Point-per-instance localization data:
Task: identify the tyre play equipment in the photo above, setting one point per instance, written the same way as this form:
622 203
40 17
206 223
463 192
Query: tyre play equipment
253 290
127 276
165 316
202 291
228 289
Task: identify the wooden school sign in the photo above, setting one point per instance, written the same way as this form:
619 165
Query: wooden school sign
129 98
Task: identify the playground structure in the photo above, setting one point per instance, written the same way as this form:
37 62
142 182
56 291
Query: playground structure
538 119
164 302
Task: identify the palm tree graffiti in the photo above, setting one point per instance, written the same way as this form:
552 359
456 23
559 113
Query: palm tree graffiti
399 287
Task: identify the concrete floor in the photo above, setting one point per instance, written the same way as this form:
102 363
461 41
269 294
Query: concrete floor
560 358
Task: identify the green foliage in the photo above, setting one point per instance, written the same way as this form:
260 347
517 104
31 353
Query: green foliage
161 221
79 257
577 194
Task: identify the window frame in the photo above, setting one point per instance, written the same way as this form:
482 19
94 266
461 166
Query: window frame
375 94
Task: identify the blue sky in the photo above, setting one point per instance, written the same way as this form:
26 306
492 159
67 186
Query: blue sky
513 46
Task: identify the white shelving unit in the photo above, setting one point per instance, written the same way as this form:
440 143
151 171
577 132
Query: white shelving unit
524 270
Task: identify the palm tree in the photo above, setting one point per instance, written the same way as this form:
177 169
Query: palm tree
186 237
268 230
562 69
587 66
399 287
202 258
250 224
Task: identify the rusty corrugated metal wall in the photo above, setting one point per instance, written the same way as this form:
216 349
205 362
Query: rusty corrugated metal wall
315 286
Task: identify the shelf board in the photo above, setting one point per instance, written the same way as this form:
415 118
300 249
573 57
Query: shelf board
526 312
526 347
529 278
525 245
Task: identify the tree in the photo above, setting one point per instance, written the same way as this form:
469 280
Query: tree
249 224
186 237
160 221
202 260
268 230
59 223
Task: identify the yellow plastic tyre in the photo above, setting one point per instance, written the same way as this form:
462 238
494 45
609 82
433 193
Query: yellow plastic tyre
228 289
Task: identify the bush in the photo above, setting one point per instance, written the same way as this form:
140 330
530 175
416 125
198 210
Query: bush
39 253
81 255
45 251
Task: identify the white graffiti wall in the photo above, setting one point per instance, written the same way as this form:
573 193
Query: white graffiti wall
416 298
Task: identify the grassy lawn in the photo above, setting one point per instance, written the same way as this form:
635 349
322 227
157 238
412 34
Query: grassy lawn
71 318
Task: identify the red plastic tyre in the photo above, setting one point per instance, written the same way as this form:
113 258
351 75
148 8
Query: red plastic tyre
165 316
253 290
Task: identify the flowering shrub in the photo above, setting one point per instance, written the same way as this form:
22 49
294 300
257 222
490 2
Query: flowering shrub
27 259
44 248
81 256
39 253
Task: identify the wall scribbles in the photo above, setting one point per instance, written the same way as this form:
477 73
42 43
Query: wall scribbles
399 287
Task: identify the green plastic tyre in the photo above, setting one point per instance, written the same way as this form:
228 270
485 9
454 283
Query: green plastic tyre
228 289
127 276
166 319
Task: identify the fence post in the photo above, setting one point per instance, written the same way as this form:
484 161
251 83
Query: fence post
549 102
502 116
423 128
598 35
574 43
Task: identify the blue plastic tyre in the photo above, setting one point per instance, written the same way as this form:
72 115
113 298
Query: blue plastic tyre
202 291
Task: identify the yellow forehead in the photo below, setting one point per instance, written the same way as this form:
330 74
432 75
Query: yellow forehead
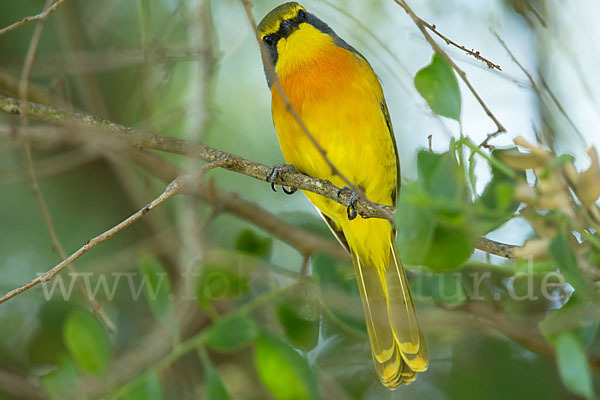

▶ _What needs to be done_
Word-for-word copy, no pictures: write out the entries above in full.

▶ _Response to this task_
Task: identify the tyre play equipment in the photo above, setting one point per instance, written the same way as this form:
622 203
40 17
206 223
463 192
Query: tyre play equipment
253 290
127 276
165 316
202 291
228 289
Task: identify the wooden school sign in the photo above, setting one point per instance, written the same way as this form:
619 165
Query: wooden school sign
129 98
Task: identify the playground structure in the photo above, setting one point per instance, written the same way as this form:
37 62
142 182
56 291
Query: playground structure
538 119
164 302
Task: identify the palm tree graffiti in the photo above, setting one point per instance, written the same way as this form:
552 359
456 23
559 113
Query: palm tree graffiti
399 287
Task: identify the concrete floor in the photo above, setting one point per instance, written the same way as this form:
102 363
461 41
269 294
Query: concrete floor
560 358
Task: identify the green foliage in the photo above, setting one point per instance, written the same way as this form:
260 347
517 104
31 353
Query: green foliage
161 221
79 257
577 194
Task: identify the window frame in the photo above, setting one point per instance, written the same way as this form:
482 19
94 266
461 166
Query: window frame
375 94
Task: identify the blue sky in the photo above, setting one point per instance, written the same way as this form:
26 306
492 159
67 186
Query: blue sky
513 46
Task: identify the white shelving unit in the photo above, setting one point per instance, written the same way as this form:
440 143
151 171
577 132
Query: white shelving unit
524 270
Task: identify the palm tree in the photo above, setting one point per instance, written the same way as this form:
177 169
Query: palm tree
186 237
268 230
562 69
587 66
399 287
202 258
250 224
Task: identify the rusty corrugated metal wall in the photo above, setting one point per instance, written the same way as this form:
216 349
205 362
Query: rusty corrugated metal wall
315 286
Task: identify the shelf board in the photo above, setting one point per instance, written the same way as this form:
415 118
300 249
573 57
Query: shelf board
526 312
526 347
529 278
525 245
Task: identify the tree in the photo above, setting one point per instance, written the same way as this form:
469 280
Query: tree
249 224
186 237
160 221
202 260
268 230
59 223
Task: identify the yellow plastic tyre in the photo above, setting one point per instance, written the same way as this form:
462 238
494 45
609 82
433 193
Query: yellow plastic tyre
228 289
Task: identify the bush in the photo above, setting one point per instance, written the same way as this form:
140 330
530 175
416 125
198 210
Query: bush
39 253
81 255
45 251
Task: identify the white graffiti wall in the photo above, setting one point per instance, written the same way as this form:
573 193
Query: white graffiti wall
416 298
Task: identify the grassy lawn in the photo above, setting one point per instance, written the same way as this form:
635 349
322 227
157 238
412 34
Query: grassy lawn
71 318
Task: identify the red plastic tyre in the photo above, setting one point per instance, written the same way as this form:
113 258
351 75
148 8
Query: red plastic tyre
165 316
253 290
Task: identify the flowering shrub in the photo above, setting one point per instance, written the same way as this form:
22 49
294 300
257 222
490 2
Query: flowering shrub
27 259
44 248
81 256
39 253
Task: identify the wall scribbles in the photo above, setting one point per instance, written the same way as this form:
477 73
42 43
Query: wall scribbles
399 287
Task: identify the green plastic tyre in the photo above, setting one point per instance, written the same way as this form:
228 270
485 9
454 283
Query: green plastic tyre
228 289
127 276
166 319
Task: identify the fence post in the photo above, setting one point per instance, written the same way as this form:
484 161
251 83
Query: fence post
549 102
502 116
423 128
598 35
574 43
Task: identify the blue plastic tyre in the photo above, setting one point per instance, written the same way as this form:
72 115
113 298
Query: blue plastic tyre
202 291
Task: identify the yellow forehead in the photo below, setting one point per instance, written the same way as this form:
330 74
432 75
Query: yellow forehead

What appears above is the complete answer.